Turn every line of the entries below into a JSON list of strings, one string per line, leaving out any blank lines.

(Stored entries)
********

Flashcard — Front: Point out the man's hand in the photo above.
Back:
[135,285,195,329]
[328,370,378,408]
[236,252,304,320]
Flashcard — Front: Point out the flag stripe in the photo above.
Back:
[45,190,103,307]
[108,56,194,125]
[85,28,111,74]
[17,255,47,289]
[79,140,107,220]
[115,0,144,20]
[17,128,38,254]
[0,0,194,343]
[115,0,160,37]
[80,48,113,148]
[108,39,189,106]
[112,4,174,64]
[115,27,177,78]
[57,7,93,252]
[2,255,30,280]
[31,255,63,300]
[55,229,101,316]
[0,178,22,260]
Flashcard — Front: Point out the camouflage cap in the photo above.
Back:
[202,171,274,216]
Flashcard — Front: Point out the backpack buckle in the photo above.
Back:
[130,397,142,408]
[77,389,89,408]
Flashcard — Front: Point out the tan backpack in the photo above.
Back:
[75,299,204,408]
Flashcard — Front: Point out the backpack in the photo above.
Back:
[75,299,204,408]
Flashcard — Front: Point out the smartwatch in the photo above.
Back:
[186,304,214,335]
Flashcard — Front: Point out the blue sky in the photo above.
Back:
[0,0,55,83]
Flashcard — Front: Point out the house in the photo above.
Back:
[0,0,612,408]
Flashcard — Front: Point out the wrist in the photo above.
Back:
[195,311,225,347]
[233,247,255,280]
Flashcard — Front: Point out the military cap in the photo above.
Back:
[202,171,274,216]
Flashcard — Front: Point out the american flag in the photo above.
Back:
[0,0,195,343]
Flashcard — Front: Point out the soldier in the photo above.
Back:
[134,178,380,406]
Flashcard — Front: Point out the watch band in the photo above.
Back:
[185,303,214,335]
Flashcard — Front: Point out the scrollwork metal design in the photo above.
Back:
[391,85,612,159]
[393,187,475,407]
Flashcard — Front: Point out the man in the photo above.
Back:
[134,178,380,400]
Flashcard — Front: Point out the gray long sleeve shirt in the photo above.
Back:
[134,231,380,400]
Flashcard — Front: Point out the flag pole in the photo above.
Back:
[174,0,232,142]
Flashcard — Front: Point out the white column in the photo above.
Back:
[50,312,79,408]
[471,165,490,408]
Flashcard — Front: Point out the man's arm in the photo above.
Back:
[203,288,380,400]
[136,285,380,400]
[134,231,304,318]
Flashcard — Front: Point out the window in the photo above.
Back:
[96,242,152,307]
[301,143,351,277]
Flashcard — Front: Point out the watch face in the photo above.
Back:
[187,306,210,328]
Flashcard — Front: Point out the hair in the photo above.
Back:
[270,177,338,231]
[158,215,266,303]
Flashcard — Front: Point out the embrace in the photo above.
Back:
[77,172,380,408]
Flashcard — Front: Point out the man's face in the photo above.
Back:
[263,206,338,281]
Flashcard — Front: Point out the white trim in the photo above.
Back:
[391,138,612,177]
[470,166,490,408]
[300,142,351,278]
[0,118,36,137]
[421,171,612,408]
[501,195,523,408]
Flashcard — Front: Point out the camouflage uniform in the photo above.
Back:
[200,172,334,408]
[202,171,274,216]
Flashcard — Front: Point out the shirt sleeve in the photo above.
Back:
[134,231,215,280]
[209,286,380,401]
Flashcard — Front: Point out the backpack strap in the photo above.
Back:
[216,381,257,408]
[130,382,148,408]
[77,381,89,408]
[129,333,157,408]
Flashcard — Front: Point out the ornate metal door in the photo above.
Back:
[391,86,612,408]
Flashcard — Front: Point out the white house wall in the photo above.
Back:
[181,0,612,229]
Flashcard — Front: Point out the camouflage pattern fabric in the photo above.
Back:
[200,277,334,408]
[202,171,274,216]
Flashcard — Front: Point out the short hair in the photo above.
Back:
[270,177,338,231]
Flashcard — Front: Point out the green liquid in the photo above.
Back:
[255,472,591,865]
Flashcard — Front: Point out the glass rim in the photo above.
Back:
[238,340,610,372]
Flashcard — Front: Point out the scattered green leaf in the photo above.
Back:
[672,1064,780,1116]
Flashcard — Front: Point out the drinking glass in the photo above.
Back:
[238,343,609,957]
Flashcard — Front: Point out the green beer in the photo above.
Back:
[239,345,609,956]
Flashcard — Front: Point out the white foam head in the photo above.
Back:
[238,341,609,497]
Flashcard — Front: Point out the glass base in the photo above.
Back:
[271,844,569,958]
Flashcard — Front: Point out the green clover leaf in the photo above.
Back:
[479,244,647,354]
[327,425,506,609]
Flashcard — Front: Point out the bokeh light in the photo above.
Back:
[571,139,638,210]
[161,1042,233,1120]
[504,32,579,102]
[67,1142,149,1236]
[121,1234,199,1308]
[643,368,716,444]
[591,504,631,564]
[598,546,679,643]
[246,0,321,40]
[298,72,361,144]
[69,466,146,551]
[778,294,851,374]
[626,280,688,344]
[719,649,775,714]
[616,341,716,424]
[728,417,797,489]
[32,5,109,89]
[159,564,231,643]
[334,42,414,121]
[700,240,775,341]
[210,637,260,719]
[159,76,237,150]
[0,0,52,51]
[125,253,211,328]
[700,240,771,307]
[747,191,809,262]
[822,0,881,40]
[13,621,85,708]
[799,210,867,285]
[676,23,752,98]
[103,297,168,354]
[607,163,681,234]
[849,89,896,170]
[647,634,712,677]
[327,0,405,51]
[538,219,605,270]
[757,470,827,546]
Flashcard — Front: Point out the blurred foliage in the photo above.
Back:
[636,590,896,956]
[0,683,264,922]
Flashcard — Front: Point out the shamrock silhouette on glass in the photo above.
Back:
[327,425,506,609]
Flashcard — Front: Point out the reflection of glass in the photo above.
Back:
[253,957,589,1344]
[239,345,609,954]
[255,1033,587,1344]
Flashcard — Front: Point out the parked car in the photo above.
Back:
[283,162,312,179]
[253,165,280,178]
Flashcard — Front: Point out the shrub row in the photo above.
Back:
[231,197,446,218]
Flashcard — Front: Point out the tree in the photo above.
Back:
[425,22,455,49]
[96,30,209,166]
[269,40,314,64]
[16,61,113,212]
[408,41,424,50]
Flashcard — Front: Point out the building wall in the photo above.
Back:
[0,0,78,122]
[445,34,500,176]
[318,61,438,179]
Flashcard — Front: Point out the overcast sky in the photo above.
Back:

********

§ **ANSWER TO THE EXERCISE**
[
  "Flashcard — Front: Point out the man's hand in the photo above.",
  "Back:",
  "[135,285,195,329]",
  "[328,370,378,408]",
  "[236,252,304,320]",
  "Flashcard — Front: Point out the flag stripe in the photo above.",
  "Back:",
  "[45,190,103,307]",
  "[108,56,194,125]",
  "[85,28,111,74]",
  "[17,255,47,289]",
  "[79,140,107,220]",
  "[115,0,144,20]",
  "[17,128,38,254]",
  "[0,0,194,343]",
  "[115,0,160,37]",
  "[80,48,113,148]",
  "[108,39,189,106]",
  "[112,4,174,64]",
  "[115,27,177,78]",
  "[57,7,93,252]",
  "[2,255,30,280]",
  "[31,255,63,300]",
  "[55,229,101,316]",
  "[0,178,22,260]",
  "Flashcard — Front: Point out the camouflage cap in the photo above.",
  "Back:",
  "[202,171,274,216]",
  "Flashcard — Front: Point out the backpack buckle in the photo above.",
  "Back:",
  "[130,397,142,408]",
  "[77,389,89,408]",
  "Flashcard — Front: Point out the tan backpack in the photo above.",
  "Back:",
  "[75,299,204,408]",
  "Flashcard — Front: Point out the backpack in the photo above.",
  "Back:",
  "[75,299,204,408]",
  "Flashcard — Front: Point out the smartwatch in the photo above.",
  "Back:",
  "[186,304,214,335]",
  "Flashcard — Front: Point out the blue sky in the photo above.",
  "Back:",
  "[0,0,55,83]",
  "Flashcard — Front: Point out the house in the photo above.",
  "Back:",
  "[0,0,612,408]",
  "Flashcard — Front: Point out the wrist in the photo above.",
  "Back:",
  "[195,311,225,347]",
  "[233,247,255,280]",
  "Flashcard — Front: Point out the military cap in the photo above.",
  "Back:",
  "[202,171,274,216]",
  "Flashcard — Front: Point out the american flag in the photo above.",
  "Back:",
  "[0,0,195,343]",
  "Flashcard — Front: Point out the soldier in the photo above.",
  "Back:",
  "[134,178,380,406]",
  "Flashcard — Front: Point out the watch band in the photo above.",
  "Back:",
  "[185,303,214,335]",
  "Flashcard — Front: Point out the scrollwork metal design in the photo above.",
  "Back:",
  "[391,85,612,159]",
  "[393,187,475,407]",
  "Flashcard — Front: Point out the man in the photo above.",
  "Back:",
  "[134,178,380,400]",
  "Flashcard — Front: Point out the gray long sleeve shirt in the photo above.",
  "Back:",
  "[134,231,380,400]",
  "Flashcard — Front: Point out the flag pole in the photo above.",
  "Back:",
  "[174,0,232,142]",
  "Flashcard — Front: Point out the white column in the photo above.",
  "Back:",
  "[50,312,79,408]",
  "[471,165,490,408]",
  "Flashcard — Front: Point out the man's arm in the photo above.",
  "Back:",
  "[203,288,380,400]",
  "[136,285,380,400]",
  "[134,231,304,318]",
  "Flashcard — Front: Point out the window in the photo above.",
  "Back:",
  "[96,242,152,307]",
  "[301,143,351,277]",
  "Flashcard — Front: Point out the watch face in the photo above.",
  "Back:",
  "[187,306,210,328]",
  "Flashcard — Front: Point out the hair in the photo above.",
  "Back:",
  "[270,177,338,231]",
  "[158,215,266,303]",
  "Flashcard — Front: Point out the embrace in the photo above.",
  "Back:",
  "[77,172,380,408]",
  "Flashcard — Front: Point out the man's face in the photo above.",
  "Back:",
  "[263,206,338,281]",
  "Flashcard — Front: Point out the white trim in the photo above.",
  "Back:",
  "[391,138,612,177]",
  "[470,166,490,408]",
  "[300,142,351,278]",
  "[0,118,36,137]",
  "[421,171,612,408]",
  "[501,195,523,408]",
  "Flashcard — Front: Point out the camouflage uniform in the photo above.",
  "Back:",
  "[200,172,334,408]",
  "[202,171,274,216]",
  "Flashcard — Front: Point out the shirt sleeve in the photo above.",
  "Back:",
  "[134,231,215,280]",
  "[209,286,380,401]",
  "Flashcard — Front: Point out the backpack strap in the photo above.",
  "Back:",
  "[216,381,257,408]",
  "[130,382,148,408]",
  "[77,381,89,408]",
  "[129,333,157,408]",
  "Flashcard — Front: Point out the ornate metal door in the photo above.",
  "Back:",
  "[391,86,612,408]",
  "Flashcard — Front: Point out the white house wall in the photo above.",
  "Back:",
  "[181,0,612,229]",
  "Flashcard — Front: Point out the camouflage pattern fabric in the photo above.",
  "Back:",
  "[200,277,334,408]",
  "[202,171,274,216]",
  "Flashcard — Front: Point out the short hair in the photo above.",
  "Back:",
  "[270,177,338,231]",
  "Flashcard — Front: Point out the green liquid in the photo above.",
  "Back:",
  "[255,472,591,865]",
  "Flashcard — Front: Point out the glass rim in the photo above.",
  "Back:",
  "[238,340,610,372]",
  "Flashcard — Front: Point out the scattered green leaf in the photo above.",
  "Back:",
  "[672,1064,780,1116]",
  "Flashcard — Front: Point out the drinking glass in the photo above.",
  "Back:",
  "[238,343,609,957]",
  "Flashcard — Front: Point out the green beer in the photo above.",
  "Back:",
  "[239,345,609,956]",
  "Flashcard — Front: Point out the white foam head in the photo above.",
  "Back:",
  "[238,341,609,497]",
  "Flashcard — Front: Point out the glass base in the photo above.",
  "Back:",
  "[271,844,569,958]",
  "Flashcard — Front: Point out the green clover leaf in the photo above.",
  "Back:",
  "[479,244,647,354]",
  "[327,425,506,609]",
  "Flashcard — Front: Point out the bokeh light in the photo above.",
  "Back:",
  "[571,139,638,210]",
  "[161,1042,233,1120]",
  "[504,32,579,102]",
  "[67,1142,149,1236]",
  "[121,1234,199,1308]",
  "[643,368,716,444]",
  "[591,504,631,564]",
  "[598,546,679,643]",
  "[246,0,321,40]",
  "[298,72,361,144]",
  "[69,466,146,551]",
  "[778,294,851,374]",
  "[626,280,688,344]",
  "[719,649,775,714]",
  "[616,341,716,424]",
  "[728,417,797,489]",
  "[32,5,109,89]",
  "[159,564,231,643]",
  "[334,42,414,121]",
  "[700,240,775,341]",
  "[210,637,260,719]",
  "[159,76,237,150]",
  "[0,0,52,51]",
  "[125,253,211,328]",
  "[700,240,771,307]",
  "[747,191,809,262]",
  "[822,0,881,40]",
  "[13,621,85,708]",
  "[799,210,867,285]",
  "[676,23,752,98]",
  "[103,297,168,354]",
  "[607,163,681,234]",
  "[849,89,896,170]",
  "[647,634,712,677]",
  "[327,0,405,51]",
  "[538,219,605,270]",
  "[757,470,827,546]",
  "Flashcard — Front: Point out the blurred foliage in the photo above.",
  "Back:",
  "[636,590,896,956]",
  "[0,683,264,922]",
  "Flashcard — Front: Point out the shamrock silhouette on glass in the photo above.",
  "Back:",
  "[327,425,506,609]",
  "Flashcard — Front: Point out the reflection of glass in the photo above.",
  "Back:",
  "[253,957,589,1344]",
  "[239,345,609,954]",
  "[255,1033,587,1344]",
  "Flashcard — Front: Point out the parked car in the photo above.",
  "Back:",
  "[283,162,312,179]",
  "[253,165,280,178]",
  "Flashcard — Front: Point out the shrub row in the photo above.",
  "Back:",
  "[231,197,446,218]",
  "Flashcard — Front: Point out the tree in the photo above.",
  "Back:",
  "[425,22,455,49]",
  "[96,30,209,166]",
  "[269,40,314,64]",
  "[16,61,113,212]",
  "[408,41,424,50]",
  "Flashcard — Front: Point out the building wall in the photo above.",
  "Back:",
  "[0,0,78,122]",
  "[445,34,500,176]",
  "[318,61,438,179]",
  "Flashcard — Front: Point out the overcast sky in the photo above.",
  "Back:"
]